Work order —
With both ends included, repeat exactly the lines of the entries below from the one containing "Target: wooden plank" down to the one containing "Target: vegetation beside boardwalk", and no others.

Provided records —
----
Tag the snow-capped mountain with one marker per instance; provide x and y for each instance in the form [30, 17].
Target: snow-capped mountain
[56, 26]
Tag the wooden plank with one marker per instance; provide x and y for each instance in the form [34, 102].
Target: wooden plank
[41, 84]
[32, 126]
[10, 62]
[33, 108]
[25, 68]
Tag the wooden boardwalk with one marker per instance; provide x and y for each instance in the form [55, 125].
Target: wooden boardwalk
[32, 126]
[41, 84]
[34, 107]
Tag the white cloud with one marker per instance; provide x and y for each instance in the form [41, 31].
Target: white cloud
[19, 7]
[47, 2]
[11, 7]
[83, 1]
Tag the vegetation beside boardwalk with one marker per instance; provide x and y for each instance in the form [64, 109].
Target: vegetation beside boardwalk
----
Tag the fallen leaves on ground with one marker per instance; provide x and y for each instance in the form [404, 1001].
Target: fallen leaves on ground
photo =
----
Expected answer —
Target: wooden plank
[41, 84]
[32, 126]
[10, 62]
[33, 108]
[25, 68]
Tag the wooden boardwalk with one marker per instance; provide x and y for each instance in the form [55, 125].
Target: wooden boardwalk
[32, 126]
[41, 84]
[34, 107]
Tag the white cloud with one marker per instance; provide x and y for each instance in the form [41, 31].
Target: white cloud
[19, 7]
[47, 2]
[11, 7]
[83, 1]
Tag the vegetation beside boardwalk with one marker per instance; provide x and y for each instance in the form [64, 109].
Target: vegetation beside boardwalk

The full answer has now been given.